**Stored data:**
════════
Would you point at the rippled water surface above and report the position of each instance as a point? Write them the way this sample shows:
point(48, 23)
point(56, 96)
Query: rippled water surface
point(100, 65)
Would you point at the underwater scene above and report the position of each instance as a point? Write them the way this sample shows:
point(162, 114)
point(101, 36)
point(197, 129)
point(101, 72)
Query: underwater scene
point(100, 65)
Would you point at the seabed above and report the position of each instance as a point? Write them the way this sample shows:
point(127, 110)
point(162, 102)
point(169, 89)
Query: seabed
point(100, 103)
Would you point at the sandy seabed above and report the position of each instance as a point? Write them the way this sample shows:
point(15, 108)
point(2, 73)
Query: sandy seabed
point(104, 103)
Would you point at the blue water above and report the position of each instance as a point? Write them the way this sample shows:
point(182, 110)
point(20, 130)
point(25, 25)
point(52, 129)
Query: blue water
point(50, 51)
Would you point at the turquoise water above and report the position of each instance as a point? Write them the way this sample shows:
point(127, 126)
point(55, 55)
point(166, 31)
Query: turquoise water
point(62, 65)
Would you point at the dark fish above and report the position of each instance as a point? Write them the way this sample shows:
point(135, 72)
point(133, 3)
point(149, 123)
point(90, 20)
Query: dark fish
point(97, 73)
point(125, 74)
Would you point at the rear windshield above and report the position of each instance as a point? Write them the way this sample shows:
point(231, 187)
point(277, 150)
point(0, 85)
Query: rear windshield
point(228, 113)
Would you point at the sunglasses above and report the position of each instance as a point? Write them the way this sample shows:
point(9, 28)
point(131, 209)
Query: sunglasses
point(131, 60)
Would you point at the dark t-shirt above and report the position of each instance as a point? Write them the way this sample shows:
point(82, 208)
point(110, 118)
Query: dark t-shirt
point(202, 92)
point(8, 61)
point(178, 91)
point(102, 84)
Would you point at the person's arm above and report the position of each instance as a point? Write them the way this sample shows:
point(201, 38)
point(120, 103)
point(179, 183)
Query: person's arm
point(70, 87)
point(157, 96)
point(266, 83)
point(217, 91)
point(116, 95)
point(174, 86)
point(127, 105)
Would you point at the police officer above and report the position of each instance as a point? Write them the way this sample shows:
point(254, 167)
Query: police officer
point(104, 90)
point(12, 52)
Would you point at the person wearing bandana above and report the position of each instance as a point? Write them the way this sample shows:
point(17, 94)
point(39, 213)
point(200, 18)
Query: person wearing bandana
════════
**Description of the task:**
Your answer should consist of every record, restated exactly.

**Solution to this problem:**
Would you point at the rippled water surface above and report the position of each instance as a point? Write them the way this sample shows:
point(48, 23)
point(56, 96)
Query: rippled water surface
point(100, 65)
Would you point at the underwater scene above and report the position of each instance as a point? Write them the way this sample shows:
point(162, 114)
point(101, 36)
point(197, 129)
point(101, 72)
Query: underwater scene
point(100, 65)
Would you point at the seabed above and report the position of each instance as a point? Write them the way this sample shows:
point(127, 110)
point(162, 102)
point(169, 89)
Query: seabed
point(100, 103)
Would you point at the sandy seabed above and report the position of each instance as a point? Write them the way this sample shows:
point(15, 108)
point(2, 73)
Query: sandy seabed
point(104, 103)
Would you point at the blue water above and report the position of each instance as a point? Write them the way this sample shows:
point(182, 110)
point(20, 130)
point(25, 25)
point(52, 129)
Query: blue water
point(50, 51)
Would you point at the turquoise water above and report the position of each instance as a point? Write them the way this sample shows:
point(127, 126)
point(55, 55)
point(166, 31)
Query: turquoise water
point(62, 65)
Would you point at the dark fish above and report the position of each instance as a point? Write them the way this sample shows:
point(135, 72)
point(133, 3)
point(149, 123)
point(90, 20)
Query: dark fish
point(97, 73)
point(125, 74)
Would you point at the rear windshield above and report the position of each instance as a point? Write them the way this sample shows:
point(231, 187)
point(277, 150)
point(0, 85)
Query: rear windshield
point(228, 113)
Would you point at the sunglasses above and report the position of each instance as a point? Write them the way this sample shows:
point(9, 28)
point(131, 209)
Query: sunglasses
point(131, 60)
Would you point at the dark t-shirt above and report the position of each instance as a point? Write them the way this sample shows:
point(82, 208)
point(110, 118)
Query: dark t-shirt
point(202, 92)
point(8, 61)
point(178, 91)
point(102, 84)
Would you point at the person's arm above and report the position of each instance as a point? Write them the way this sample shows:
point(201, 38)
point(120, 103)
point(179, 183)
Query: person's arm
point(70, 87)
point(157, 96)
point(266, 83)
point(217, 91)
point(116, 95)
point(174, 86)
point(127, 105)
Would you point at the police officer above and report the position of each instance as a point? Write them the way this sample shows:
point(254, 167)
Query: police officer
point(104, 90)
point(12, 52)
Would you point at the person wearing bandana above and report the position of each instance as a point? Write them the way this sample shows:
point(17, 94)
point(39, 213)
point(200, 18)
Query: person wearing bandana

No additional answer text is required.